Stored entries:
• • • •
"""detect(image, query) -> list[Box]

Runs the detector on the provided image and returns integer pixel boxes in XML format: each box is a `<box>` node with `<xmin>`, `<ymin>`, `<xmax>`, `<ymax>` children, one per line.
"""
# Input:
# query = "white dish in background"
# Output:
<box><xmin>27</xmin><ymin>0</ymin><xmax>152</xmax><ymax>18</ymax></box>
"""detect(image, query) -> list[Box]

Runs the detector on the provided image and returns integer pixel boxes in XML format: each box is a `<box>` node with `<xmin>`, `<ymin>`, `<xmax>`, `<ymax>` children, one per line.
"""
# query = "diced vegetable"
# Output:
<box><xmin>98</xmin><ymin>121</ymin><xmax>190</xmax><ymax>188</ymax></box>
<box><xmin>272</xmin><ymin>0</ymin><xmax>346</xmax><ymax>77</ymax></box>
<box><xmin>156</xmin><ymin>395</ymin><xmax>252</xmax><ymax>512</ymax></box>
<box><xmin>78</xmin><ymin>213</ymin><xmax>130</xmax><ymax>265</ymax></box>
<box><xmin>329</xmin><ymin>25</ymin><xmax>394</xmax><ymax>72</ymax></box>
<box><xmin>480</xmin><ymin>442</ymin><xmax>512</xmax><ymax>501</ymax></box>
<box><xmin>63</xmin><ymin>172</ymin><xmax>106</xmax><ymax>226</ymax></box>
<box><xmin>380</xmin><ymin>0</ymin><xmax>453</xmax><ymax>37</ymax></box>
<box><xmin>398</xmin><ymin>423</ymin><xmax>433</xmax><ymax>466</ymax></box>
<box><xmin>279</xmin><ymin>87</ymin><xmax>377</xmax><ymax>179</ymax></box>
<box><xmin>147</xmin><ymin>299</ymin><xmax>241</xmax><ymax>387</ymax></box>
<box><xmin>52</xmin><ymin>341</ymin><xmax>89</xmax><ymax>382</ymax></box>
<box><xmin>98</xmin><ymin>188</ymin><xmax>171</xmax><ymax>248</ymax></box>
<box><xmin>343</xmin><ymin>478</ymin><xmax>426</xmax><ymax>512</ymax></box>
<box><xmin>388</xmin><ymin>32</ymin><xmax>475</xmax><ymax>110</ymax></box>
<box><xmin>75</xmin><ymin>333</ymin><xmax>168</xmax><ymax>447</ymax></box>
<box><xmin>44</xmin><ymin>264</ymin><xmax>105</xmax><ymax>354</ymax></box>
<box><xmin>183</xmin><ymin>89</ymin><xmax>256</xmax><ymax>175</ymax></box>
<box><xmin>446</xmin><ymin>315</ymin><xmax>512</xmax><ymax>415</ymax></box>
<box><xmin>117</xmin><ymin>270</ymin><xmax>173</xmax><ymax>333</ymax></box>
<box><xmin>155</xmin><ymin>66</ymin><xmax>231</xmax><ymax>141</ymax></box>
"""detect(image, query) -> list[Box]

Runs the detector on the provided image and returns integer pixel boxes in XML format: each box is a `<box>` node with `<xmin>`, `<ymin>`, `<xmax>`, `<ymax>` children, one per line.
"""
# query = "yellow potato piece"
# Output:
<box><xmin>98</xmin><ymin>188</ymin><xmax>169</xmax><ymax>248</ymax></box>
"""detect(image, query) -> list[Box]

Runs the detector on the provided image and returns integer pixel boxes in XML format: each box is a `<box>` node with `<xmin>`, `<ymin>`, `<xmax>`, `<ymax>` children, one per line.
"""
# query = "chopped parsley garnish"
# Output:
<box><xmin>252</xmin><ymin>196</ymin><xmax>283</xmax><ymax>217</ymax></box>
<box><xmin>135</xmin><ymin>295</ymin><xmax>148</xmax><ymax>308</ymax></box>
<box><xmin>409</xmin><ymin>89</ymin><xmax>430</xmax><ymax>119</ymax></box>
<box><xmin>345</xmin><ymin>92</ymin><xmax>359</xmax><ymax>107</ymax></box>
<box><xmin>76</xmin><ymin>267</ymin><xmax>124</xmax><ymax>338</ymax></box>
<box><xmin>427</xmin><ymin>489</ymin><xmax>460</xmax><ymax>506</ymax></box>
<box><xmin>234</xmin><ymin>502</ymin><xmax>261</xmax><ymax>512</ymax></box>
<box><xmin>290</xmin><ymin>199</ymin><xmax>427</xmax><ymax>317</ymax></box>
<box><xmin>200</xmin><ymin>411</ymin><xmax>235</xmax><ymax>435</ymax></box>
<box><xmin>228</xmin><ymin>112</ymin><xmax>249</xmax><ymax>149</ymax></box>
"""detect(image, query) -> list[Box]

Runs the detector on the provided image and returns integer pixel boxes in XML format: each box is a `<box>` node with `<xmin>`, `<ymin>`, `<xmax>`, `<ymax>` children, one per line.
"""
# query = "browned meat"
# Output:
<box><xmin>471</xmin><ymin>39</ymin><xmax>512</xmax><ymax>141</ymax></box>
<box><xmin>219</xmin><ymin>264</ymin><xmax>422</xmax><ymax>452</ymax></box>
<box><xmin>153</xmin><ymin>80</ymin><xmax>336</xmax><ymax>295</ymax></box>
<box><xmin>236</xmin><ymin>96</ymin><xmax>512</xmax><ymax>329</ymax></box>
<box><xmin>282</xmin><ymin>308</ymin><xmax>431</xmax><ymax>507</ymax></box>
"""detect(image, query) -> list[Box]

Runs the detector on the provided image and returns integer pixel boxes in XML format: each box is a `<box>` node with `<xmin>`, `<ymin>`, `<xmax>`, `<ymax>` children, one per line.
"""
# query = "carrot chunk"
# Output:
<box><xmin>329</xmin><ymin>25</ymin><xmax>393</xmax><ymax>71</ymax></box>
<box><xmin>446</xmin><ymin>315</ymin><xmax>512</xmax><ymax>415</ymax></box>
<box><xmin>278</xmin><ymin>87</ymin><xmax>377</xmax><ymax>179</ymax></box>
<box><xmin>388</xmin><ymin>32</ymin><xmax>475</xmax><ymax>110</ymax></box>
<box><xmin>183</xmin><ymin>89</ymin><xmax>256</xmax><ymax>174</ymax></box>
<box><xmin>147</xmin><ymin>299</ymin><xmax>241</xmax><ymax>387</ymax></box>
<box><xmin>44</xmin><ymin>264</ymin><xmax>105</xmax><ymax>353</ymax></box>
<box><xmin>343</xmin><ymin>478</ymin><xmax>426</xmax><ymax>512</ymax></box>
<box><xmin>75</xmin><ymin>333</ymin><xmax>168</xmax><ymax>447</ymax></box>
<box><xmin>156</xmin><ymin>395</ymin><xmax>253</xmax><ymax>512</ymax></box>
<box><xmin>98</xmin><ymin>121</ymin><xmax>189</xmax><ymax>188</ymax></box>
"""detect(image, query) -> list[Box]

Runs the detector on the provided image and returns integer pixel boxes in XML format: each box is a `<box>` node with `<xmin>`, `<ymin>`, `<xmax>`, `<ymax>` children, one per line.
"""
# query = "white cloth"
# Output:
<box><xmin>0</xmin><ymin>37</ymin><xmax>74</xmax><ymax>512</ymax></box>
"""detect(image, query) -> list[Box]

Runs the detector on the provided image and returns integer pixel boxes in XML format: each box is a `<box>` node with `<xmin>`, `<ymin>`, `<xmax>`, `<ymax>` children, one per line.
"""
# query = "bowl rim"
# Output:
• • • •
— Set problem —
Could you gather every line in the entries above that contains the string "white"? Match case exactly.

— Output for this task —
# query = "white dish in background"
# query = "white cloth"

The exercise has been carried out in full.